To do =>
For the records below, reproduce exactly the line that contains "tower. Do not add anything beyond the points." and all subsequent lines, with nothing left out and nothing added.

Dataset excerpts =>
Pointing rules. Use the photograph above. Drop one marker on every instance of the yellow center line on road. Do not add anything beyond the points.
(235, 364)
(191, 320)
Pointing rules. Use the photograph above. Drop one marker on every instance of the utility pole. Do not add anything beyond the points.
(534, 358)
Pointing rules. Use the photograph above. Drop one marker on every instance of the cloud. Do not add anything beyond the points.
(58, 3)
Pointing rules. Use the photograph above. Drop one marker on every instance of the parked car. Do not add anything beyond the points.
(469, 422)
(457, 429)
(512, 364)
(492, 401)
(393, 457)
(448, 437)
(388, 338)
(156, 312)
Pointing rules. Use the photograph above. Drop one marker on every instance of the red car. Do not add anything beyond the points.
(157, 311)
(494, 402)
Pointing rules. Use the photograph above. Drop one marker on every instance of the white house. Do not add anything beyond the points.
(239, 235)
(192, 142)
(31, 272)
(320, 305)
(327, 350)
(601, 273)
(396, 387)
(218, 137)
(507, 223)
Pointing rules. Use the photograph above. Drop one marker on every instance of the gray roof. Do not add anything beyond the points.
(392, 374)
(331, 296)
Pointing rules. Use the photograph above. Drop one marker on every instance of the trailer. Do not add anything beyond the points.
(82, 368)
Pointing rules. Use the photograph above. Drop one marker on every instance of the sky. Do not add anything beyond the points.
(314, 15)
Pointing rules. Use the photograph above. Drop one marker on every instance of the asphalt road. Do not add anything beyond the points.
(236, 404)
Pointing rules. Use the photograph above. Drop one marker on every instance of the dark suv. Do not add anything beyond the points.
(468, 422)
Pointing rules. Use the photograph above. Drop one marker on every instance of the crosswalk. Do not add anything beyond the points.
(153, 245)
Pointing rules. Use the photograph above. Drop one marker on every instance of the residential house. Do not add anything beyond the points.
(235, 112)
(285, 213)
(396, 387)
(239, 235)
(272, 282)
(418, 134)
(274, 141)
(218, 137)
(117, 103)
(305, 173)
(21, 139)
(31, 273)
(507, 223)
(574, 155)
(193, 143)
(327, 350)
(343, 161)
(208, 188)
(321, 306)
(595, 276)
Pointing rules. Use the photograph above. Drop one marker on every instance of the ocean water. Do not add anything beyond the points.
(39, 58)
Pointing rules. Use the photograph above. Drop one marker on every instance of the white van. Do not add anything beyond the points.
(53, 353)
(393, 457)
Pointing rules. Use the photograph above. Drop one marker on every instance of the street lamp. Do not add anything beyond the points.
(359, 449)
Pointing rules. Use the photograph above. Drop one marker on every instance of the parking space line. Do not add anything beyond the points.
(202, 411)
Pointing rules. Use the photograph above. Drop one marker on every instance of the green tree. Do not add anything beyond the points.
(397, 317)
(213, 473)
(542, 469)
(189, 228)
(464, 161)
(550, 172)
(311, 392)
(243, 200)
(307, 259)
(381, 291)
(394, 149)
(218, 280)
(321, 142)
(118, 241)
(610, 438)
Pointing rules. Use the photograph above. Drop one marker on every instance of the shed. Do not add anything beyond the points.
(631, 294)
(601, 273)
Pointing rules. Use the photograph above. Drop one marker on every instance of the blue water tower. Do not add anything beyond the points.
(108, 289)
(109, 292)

Exercise output =>
Pointing rules. Use the photograph above. Drop one marker on every instance of the blue water tower. Do not add anything beyond the points.
(108, 289)
(109, 292)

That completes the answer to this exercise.